(Stored entries)
┄┄┄┄┄┄┄┄┄┄
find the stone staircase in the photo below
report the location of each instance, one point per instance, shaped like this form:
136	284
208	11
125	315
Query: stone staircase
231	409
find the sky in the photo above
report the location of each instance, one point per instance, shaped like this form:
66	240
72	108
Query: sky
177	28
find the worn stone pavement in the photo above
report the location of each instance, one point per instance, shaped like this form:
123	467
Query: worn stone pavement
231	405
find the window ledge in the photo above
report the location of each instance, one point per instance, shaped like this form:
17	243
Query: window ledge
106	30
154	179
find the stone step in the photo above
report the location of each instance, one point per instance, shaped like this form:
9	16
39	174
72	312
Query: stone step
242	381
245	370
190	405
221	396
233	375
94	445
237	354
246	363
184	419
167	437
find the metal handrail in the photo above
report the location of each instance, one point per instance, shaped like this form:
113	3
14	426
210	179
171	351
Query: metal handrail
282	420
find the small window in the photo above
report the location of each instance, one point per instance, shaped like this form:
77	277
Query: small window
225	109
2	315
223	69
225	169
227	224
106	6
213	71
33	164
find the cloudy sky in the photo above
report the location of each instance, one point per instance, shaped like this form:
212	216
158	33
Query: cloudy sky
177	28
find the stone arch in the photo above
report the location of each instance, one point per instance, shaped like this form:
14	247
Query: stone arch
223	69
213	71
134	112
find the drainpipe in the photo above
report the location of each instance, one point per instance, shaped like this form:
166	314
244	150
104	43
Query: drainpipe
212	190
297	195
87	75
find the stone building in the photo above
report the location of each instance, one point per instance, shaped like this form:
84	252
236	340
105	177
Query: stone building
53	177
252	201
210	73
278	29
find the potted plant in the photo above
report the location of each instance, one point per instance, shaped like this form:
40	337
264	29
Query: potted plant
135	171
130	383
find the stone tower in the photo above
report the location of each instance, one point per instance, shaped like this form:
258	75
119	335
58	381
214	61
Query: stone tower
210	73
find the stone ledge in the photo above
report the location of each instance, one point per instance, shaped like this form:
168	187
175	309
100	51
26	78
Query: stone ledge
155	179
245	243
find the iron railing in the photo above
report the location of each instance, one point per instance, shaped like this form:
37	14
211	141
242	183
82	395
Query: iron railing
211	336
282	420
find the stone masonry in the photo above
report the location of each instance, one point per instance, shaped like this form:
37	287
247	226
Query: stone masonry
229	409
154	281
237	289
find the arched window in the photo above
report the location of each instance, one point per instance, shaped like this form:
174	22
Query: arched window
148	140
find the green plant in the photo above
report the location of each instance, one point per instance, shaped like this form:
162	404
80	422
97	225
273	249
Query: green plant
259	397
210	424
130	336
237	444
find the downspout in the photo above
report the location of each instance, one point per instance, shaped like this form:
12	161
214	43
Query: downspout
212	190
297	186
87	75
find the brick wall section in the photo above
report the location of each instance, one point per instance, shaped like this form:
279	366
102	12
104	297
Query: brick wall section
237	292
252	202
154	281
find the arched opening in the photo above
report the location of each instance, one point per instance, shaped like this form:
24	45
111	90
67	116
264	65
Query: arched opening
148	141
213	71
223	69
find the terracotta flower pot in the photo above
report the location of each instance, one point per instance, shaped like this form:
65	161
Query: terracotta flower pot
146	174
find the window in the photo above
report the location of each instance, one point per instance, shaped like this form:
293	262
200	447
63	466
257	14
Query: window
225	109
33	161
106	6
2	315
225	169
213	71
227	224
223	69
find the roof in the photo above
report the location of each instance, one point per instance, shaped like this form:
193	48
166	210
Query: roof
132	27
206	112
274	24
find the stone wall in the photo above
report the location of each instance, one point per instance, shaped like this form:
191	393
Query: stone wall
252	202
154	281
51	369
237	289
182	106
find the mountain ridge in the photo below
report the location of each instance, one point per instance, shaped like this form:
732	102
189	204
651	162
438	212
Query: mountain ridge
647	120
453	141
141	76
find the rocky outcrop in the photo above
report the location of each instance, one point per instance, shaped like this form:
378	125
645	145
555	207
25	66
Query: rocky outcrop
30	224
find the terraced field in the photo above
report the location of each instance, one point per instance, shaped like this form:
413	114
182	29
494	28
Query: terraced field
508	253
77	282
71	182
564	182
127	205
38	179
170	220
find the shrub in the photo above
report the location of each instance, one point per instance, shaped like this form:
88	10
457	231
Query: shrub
┄┄┄┄┄┄┄┄┄┄
What the task asks:
Make an exact copy of all the data.

Answer to this task:
find the stone staircase in the photo below
report the location of each instance, one point per instance, shaped like this form:
136	284
208	11
125	315
Query: stone staircase
231	409
find the sky in the photo above
report the location of each instance, one point per instance, shaped like this form:
66	240
72	108
Query: sky
177	28
find the worn stone pavement in the photo above
report the location of each instance, one point per instance, shaped like this form:
123	467
Query: worn stone pavement
231	405
find the window ledge in the photo above
report the location of each instance, one point per instance, shaped like this form:
17	243
Query: window ledge
106	30
154	179
find the stone step in the photo above
report the location of each instance, one point per instance, shaped like this form:
9	16
39	174
72	312
Query: stone step
242	381
245	370
190	405
221	396
233	375
94	445
237	354
246	363
184	419
167	437
find the metal handrail in the photo above
report the location of each instance, one point per instance, shaped like this form:
113	3
14	426
210	179
171	351
Query: metal handrail
282	420
find the small window in the photo above
report the location of each instance, one point per instance, shaped like this form:
77	277
Query: small window
225	109
2	315
223	69
225	169
227	224
106	6
213	71
33	164
find the cloudy sky in the photo above
report the location of each instance, one point per instance, shaped like this form:
212	216
158	33
Query: cloudy sky
177	28
find the stone arch in the photo above
report the location of each instance, one point per instance, shaped like this form:
14	247
Query: stone arch
223	69
213	71
134	112
find the drainpipe in the photo above
report the location of each instance, one point per instance, shaped like this form:
166	314
244	150
104	43
Query: drainpipe
212	190
297	195
87	75
find the stone building in the photo above
report the location of each instance, one point per instance, shaped like this form:
84	252
236	340
105	177
Query: stone building
53	177
252	201
210	73
278	29
find the potted plant in the photo above
report the location of each instance, one point per instance, shaped like this form:
40	337
264	29
Query: potted plant
135	171
130	383
find the stone tower in the photo above
report the location of each instance, one point per instance, shaped like this form:
258	75
119	335
58	381
214	61
Query: stone tower
210	73
find the stone ledge in the photo above
report the location of each instance, one point per instance, shaped like this form:
168	187
175	309
100	51
26	78
Query: stone ledge
155	179
245	243
find the iron railing in the photo above
report the location of each instance, one point per instance, shaped like this form:
37	14
211	141
242	183
82	395
Query: iron railing
211	336
282	420
find the stone masonry in the photo above
report the location of each instance, one point per instance, shaped like this form:
37	287
247	226
Query: stone masonry
229	409
154	281
237	289
find the arched window in the photo above
report the location of each instance, one point per instance, shaped like this form:
174	22
Query: arched window
148	140
find the green plant in the photo above
report the location of each instance, one point per instance, shaped like this form:
162	404
80	422
97	225
273	249
Query: green plant
259	397
210	424
130	336
237	444
find the downspout in the photo above
report the location of each instance, one point per instance, shaped like this form:
12	161
214	43
Query: downspout
212	190
297	186
87	75
find the brick wall section in the photo above
report the location of each instance, one point per instance, shaped like this form:
279	366
102	12
104	297
Query: brick wall section
237	292
252	202
154	281
find the arched opening in the photo above
report the location of each instance, one point per instance, shaped like this form:
24	45
111	90
67	116
264	65
Query: arched opening
148	141
213	71
223	69
find the terracotta flower pot in the photo above
report the location of each instance, one point per instance, shaped like this form:
65	161
Query: terracotta flower pot
146	174
find the window in the photo above
report the location of each instance, one point per instance, shaped like this form:
293	262
200	447
63	466
257	14
Query: window
225	109
33	161
106	6
2	315
225	169
213	71
227	224
223	69
find the roof in the photo above
report the location of each instance, one point per instance, shaped like this form:
193	48
166	210
Query: roof
132	27
206	112
274	24
find the stone wall in the photo above
report the location of each instance, one point per instance, shaped like this form:
191	393
Query: stone wall
252	202
154	281
51	369
237	289
182	106
find the mountain ridge in the photo below
report the location of each instance, one point per instance, shaped like this form:
732	102
189	204
651	162
438	212
Query: mountain ridge
647	120
453	141
141	76
find the rocky outcrop in the photo above
report the location of each instance, one point per instance, shaped like this form:
378	125
645	145
555	207
25	66
Query: rocky outcrop
30	224
find the terraced field in the photo above
report the location of each instance, one point per instance, shaped like this form:
413	114
182	29
494	28
Query: terraced field
508	253
77	282
71	182
564	182
127	205
38	179
170	220
find the shrub in the photo above
report the location of each instance, one point per instance, shaped like this form:
88	10
457	231
Query: shrub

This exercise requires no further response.